Note that this change doesn’t affect your EndNote library at all; the references in your library will still have both accession numbers and record numbers. All that will change is the temporary citations you insert into your documents.

The Journals term list

The Journal field in an EndNote reference may not always have the journal title formatted the way you want. For example, the journal name may be spelled out when you need it abbreviated, it may contain periods (eg, “Ann. Thorac. Surg.”) when you need it without periods, or it may be in the wrong case (eg, “Jama” instead of “JAMA”). The Journals term list helps you deal with these problems by letting EndNote know what version of the journal title it should use when you format your bibliography.

Each EndNote library has its own Journals term list. When you create a new library, this list is empty. To populate it with useful information, do the following:

  1. Select Tools > Open Term Lists > Journals Term List

  2. In the Terms tab, select any existing terms in the list and delete them. (EndNote may have added some terms to the list when you imported your references, but these items aren’t complete and should be removed before you create your new Journals term list.)

  3. In the Lists tab, click the Import List button.

  4. In the Program Files > EndNote > Term Lists folder on your computer, you will find lists of 3 types of terms: Chemical, Humanities, and Medical. (Each contains the abbreviations for several thousand journals from that area of study.) Import the list you want to use.

  5. Click Close.

If there are journals cited in your manuscript that don’t appear on the list, you can add them.

  1. Select Tools > Open Term Lists > Journals Term List

  2. In the Terms tab of the Term List box, click the New Term button.

  3. Type the full journal title in the Full Journal box (eg, “Archives of Internal Medicine”).

  4. Type the abbreviated title with periods in the Abbreviation 1 box (eg, “Arch. Intern. Med.”).

  5. Type the abbreviated title without periods in the Abbreviation 2 box (eg, “Arch Intern Med”).

(LISTED RECORDS)
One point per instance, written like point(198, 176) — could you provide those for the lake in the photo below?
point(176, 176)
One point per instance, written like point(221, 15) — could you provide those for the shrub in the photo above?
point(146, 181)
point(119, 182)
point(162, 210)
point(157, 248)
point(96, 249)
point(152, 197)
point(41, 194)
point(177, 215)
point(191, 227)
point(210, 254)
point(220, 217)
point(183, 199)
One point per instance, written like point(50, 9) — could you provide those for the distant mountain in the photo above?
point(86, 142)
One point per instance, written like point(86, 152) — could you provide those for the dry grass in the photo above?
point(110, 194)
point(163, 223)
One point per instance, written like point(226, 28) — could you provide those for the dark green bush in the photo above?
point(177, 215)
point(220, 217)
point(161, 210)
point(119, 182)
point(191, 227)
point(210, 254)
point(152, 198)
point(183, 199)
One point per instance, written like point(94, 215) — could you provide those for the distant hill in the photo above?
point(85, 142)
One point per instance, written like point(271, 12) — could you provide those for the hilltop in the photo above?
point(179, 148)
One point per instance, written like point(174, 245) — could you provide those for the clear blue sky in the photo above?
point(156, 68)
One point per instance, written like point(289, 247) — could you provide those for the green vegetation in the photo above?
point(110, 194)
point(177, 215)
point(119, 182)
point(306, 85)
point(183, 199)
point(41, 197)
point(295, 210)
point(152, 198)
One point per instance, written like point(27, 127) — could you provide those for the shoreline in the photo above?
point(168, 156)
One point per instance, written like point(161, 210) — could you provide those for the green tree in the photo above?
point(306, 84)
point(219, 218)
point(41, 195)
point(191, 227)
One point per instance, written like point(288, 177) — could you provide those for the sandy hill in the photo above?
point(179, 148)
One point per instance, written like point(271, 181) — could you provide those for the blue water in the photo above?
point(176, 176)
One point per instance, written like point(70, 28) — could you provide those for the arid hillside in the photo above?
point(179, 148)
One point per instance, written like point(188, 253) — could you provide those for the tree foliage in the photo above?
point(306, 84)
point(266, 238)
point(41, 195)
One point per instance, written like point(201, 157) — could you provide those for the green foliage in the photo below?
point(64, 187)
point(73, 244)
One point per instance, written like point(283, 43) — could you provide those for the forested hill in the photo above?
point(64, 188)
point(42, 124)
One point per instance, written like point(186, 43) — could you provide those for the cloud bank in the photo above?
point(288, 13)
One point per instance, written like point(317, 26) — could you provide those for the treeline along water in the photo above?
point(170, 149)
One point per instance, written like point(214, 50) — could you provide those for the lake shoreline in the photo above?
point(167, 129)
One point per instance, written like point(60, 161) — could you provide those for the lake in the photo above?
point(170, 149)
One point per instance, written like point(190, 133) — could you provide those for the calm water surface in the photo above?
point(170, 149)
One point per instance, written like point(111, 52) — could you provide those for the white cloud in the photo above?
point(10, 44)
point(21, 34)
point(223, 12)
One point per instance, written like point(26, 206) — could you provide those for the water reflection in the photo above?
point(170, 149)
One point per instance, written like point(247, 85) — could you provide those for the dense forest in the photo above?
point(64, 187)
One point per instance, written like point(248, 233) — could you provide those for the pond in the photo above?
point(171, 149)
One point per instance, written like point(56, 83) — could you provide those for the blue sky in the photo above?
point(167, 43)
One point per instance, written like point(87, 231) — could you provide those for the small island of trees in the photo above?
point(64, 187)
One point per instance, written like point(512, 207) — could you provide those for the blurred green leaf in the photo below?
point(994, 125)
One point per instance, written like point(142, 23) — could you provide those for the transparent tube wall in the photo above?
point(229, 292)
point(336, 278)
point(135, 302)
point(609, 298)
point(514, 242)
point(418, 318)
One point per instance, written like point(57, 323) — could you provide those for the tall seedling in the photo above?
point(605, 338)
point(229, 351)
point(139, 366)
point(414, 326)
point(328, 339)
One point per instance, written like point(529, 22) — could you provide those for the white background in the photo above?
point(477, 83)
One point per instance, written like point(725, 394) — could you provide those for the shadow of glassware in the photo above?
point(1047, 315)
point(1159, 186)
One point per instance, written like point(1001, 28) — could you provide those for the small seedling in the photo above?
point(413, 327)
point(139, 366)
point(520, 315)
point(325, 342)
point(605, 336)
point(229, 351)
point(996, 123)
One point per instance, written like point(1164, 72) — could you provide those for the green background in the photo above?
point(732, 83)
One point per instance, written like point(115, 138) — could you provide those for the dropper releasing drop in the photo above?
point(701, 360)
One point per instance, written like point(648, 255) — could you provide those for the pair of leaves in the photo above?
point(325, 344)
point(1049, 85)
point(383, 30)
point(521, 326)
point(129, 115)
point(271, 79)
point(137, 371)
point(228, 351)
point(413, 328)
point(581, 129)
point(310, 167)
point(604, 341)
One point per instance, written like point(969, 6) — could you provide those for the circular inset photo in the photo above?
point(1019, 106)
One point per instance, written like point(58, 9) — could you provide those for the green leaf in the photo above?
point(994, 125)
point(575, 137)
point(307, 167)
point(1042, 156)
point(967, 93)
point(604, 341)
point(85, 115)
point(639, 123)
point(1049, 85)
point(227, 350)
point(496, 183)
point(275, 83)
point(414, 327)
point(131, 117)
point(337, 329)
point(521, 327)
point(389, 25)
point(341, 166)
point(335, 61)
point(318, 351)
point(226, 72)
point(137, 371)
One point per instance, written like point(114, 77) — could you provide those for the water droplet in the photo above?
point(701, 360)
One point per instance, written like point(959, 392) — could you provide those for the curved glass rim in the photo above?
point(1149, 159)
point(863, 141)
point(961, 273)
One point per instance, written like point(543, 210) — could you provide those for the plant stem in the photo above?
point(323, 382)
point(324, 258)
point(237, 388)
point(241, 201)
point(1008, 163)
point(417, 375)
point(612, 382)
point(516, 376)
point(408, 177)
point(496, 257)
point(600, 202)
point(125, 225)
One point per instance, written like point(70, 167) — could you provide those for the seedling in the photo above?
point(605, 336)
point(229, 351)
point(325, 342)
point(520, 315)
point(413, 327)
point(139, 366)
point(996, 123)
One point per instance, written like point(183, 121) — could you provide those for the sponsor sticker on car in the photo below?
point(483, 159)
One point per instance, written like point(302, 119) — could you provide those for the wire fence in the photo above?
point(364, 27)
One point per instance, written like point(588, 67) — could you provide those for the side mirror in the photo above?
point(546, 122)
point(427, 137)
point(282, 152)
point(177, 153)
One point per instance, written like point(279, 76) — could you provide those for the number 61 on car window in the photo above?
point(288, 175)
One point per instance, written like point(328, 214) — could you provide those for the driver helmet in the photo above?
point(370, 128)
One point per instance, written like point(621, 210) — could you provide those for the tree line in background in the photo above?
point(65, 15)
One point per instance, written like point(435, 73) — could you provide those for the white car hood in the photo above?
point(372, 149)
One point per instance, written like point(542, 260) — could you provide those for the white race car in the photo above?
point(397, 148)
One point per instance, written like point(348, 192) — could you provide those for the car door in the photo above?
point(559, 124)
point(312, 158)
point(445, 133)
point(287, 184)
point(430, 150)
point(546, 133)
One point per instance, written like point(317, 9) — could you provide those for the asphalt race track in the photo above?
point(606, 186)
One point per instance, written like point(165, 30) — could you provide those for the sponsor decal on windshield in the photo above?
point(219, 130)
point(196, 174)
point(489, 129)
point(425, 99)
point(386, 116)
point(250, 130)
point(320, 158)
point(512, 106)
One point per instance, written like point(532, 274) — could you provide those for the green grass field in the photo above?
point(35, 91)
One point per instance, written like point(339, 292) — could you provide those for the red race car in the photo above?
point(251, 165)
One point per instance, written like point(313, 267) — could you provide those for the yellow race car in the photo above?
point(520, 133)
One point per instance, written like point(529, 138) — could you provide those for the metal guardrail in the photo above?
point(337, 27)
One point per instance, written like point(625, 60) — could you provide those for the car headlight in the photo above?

(WORK REQUEST) Please name the three types of term lists that the EndNote text says you will find in the Term Lists folder.

(TASK RESULT) Chemical, Humanities, and Medical.